Start of SUPPLIED RECORDS

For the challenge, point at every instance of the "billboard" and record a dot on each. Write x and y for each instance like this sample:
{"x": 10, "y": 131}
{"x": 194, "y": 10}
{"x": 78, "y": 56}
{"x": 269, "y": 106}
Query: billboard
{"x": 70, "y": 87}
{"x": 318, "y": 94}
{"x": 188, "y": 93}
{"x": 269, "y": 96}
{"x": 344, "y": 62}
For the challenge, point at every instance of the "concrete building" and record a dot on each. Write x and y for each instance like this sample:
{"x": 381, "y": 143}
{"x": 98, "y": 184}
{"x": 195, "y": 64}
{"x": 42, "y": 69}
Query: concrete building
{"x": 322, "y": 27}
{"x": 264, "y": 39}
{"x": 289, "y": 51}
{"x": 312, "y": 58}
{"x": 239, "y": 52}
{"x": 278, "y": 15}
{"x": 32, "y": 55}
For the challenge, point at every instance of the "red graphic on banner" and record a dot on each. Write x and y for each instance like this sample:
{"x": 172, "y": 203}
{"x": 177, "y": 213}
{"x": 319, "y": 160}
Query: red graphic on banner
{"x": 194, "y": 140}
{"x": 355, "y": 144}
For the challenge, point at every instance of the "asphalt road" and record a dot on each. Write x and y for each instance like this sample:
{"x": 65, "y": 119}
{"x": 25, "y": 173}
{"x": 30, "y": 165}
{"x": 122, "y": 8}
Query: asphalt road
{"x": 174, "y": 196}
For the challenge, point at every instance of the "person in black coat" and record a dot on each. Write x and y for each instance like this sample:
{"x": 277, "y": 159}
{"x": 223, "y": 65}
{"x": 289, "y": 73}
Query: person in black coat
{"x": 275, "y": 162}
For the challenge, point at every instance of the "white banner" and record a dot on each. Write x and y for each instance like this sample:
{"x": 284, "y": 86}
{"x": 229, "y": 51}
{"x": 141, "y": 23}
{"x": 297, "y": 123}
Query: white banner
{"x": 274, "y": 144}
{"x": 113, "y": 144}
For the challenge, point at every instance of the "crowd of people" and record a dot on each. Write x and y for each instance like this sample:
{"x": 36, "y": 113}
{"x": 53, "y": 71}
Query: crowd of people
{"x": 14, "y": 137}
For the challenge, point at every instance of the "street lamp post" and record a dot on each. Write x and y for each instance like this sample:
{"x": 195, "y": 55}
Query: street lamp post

End of SUPPLIED RECORDS

WHAT YOU SHOULD DO
An accurate, complete transcription of the records above is needed.

EXERCISE SOLUTION
For the challenge, point at every instance of the "billboard" and record a dot on each. Write x and y for each instance like this sample:
{"x": 10, "y": 131}
{"x": 194, "y": 10}
{"x": 78, "y": 56}
{"x": 269, "y": 106}
Query: billboard
{"x": 70, "y": 87}
{"x": 318, "y": 94}
{"x": 188, "y": 93}
{"x": 269, "y": 96}
{"x": 344, "y": 62}
For the challenge, point at every instance of the "concrete building" and record a dot on each. Write x and y for each instance like this sample:
{"x": 381, "y": 143}
{"x": 98, "y": 184}
{"x": 195, "y": 64}
{"x": 42, "y": 69}
Query: concrete building
{"x": 322, "y": 27}
{"x": 264, "y": 39}
{"x": 289, "y": 51}
{"x": 312, "y": 58}
{"x": 239, "y": 52}
{"x": 278, "y": 15}
{"x": 32, "y": 55}
For the challenge, point at every instance of the "red graphic on banner" and record a dot on each. Write x and y for each instance like this sample:
{"x": 172, "y": 203}
{"x": 177, "y": 213}
{"x": 319, "y": 160}
Query: red graphic on banner
{"x": 194, "y": 140}
{"x": 355, "y": 144}
For the challenge, point at every instance of the "asphalt road" and record a dot on each. Write x and y for each instance like this sample:
{"x": 65, "y": 119}
{"x": 25, "y": 173}
{"x": 30, "y": 165}
{"x": 122, "y": 8}
Query: asphalt road
{"x": 174, "y": 196}
For the challenge, point at every instance of the "person in black coat" and record a dot on each. Write x and y for each instance like this sample:
{"x": 277, "y": 159}
{"x": 223, "y": 65}
{"x": 289, "y": 73}
Query: person in black coat
{"x": 275, "y": 162}
For the challenge, point at every instance of the "white banner" and record a dot on each. Write x and y for each instance like this sample:
{"x": 284, "y": 86}
{"x": 229, "y": 51}
{"x": 141, "y": 23}
{"x": 297, "y": 123}
Query: white banner
{"x": 274, "y": 144}
{"x": 113, "y": 144}
For the challenge, point at every instance of the "crowd of people" and record a dot on each. Write x and y for each instance like this sample:
{"x": 36, "y": 113}
{"x": 53, "y": 71}
Query: crowd of people
{"x": 14, "y": 137}
For the challenge, point at every instance of the "street lamp post" and record a dot on each. Write x and y for each instance like this sample:
{"x": 195, "y": 55}
Query: street lamp post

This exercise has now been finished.